Set exercise |
Could you rewrite the items below with every "rope" replaced by "cord" and everything else left as it is?

§

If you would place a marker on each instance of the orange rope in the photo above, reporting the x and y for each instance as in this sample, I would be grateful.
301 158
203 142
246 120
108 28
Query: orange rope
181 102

§

Finished task |
If you would place a marker on each instance of the orange cord in the photo above, reporting the x and y for each instance as in this sample, I would be grateful.
301 158
203 142
246 120
108 28
Query: orange cord
181 102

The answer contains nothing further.